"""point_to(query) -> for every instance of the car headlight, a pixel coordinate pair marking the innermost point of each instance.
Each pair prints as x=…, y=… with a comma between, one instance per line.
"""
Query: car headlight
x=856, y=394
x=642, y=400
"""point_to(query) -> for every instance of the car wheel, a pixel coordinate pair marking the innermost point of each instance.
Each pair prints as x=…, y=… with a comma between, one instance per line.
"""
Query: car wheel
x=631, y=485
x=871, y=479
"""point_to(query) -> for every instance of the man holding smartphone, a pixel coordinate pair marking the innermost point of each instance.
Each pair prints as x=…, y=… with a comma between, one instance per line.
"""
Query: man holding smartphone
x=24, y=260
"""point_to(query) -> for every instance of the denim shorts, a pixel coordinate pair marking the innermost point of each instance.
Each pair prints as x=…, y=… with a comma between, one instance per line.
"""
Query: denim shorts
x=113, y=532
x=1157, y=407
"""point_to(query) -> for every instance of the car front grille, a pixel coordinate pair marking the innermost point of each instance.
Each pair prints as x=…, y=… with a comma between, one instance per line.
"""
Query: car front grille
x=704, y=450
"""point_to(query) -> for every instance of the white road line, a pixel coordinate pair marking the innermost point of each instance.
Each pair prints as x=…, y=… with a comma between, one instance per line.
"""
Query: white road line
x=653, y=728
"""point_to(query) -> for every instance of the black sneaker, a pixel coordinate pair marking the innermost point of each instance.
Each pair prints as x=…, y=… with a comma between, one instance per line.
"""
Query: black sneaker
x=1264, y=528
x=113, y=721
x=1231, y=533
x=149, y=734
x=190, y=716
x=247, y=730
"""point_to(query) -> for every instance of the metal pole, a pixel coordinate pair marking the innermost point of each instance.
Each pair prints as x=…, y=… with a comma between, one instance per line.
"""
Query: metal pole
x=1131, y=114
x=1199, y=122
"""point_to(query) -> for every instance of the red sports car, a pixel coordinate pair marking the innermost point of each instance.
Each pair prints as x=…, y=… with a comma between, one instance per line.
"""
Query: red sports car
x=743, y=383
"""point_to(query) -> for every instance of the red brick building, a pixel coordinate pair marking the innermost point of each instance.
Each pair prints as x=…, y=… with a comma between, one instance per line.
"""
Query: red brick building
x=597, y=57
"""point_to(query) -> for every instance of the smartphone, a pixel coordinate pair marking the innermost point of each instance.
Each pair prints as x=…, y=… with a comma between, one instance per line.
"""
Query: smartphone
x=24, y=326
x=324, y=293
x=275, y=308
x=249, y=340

_What you are asked to do_. Repeat every record above precisely.

_Task response_.
"""point_to(query) -> for every instance of the car headlight, a pixel coordinate pair marking the innermost point of each instance.
Each pair prints as x=…, y=… with a comma between, one instance per line.
"""
Query: car headlight
x=856, y=394
x=642, y=400
"""point_to(query) -> for every instance of the car wheel, a pixel coordinate pair marking the innermost point of each instance.
Each pair prints as x=…, y=… with a comma between, one instance per line.
"""
Query: car wheel
x=631, y=485
x=871, y=479
"""point_to(query) -> for every instance of the man holding smartphone, a pixel coordinate pair marking the innermost point of each instance.
Each pair prints as x=…, y=… with a comma between, one instance per line.
"""
Query: man holding smartphone
x=24, y=260
"""point_to(query) -> for every instance of the denim shorts, a pixel coordinate pair marking the innermost point of each instance.
Each pair prints as x=…, y=… with a comma between, one instance per line.
"""
Query: denim shorts
x=113, y=532
x=1157, y=407
"""point_to(query) -> for every instance of the car front grille, a pixel coordinate pair marking the innermost point of each instance.
Each pair prints as x=…, y=… with a comma between, one instance per line.
"""
Query: car front grille
x=704, y=450
"""point_to(query) -> for every instance of the white road line, a pixel coordinate pair marking the innermost point of each instance.
Each pair prints as x=…, y=… with a comma between, one instance per line.
"""
Query: white road line
x=653, y=728
"""point_to(query) -> for every instance of the black sneaker, a pixel coordinate pair marking the innermost point of each instance.
Each pair prints as x=…, y=… with a comma between, one instance per line.
"""
Query: black sneaker
x=1264, y=528
x=113, y=721
x=1231, y=533
x=149, y=734
x=190, y=716
x=247, y=730
"""point_to(query) -> for every instance of the metal pole, a pixel coordinate pair marking the innermost point of each instance.
Each pair prints as x=…, y=… with a comma between, one instance per line.
"""
Query: metal pole
x=1131, y=114
x=1199, y=122
"""point_to(query) -> for every instance of the red sports car, a pixel coordinate pair marking the innermost point of each instance.
Each pair prints as x=…, y=… with a comma between, one instance per line.
"""
Query: red sports car
x=743, y=383
"""point_to(query) -> for every instance of the red brick building, a pixel coordinate pair marking the innermost point of each instance.
Each pair prints as x=…, y=… with a comma between, one instance per line.
"""
Query: red brick building
x=597, y=57
"""point_to(query) -> for every instance of the smartphone, a pixel coordinate pair marking the innermost point of each instance.
Each pair prints as x=…, y=… with a comma between, one instance per line.
"""
Query: smartphone
x=24, y=326
x=324, y=293
x=275, y=308
x=249, y=340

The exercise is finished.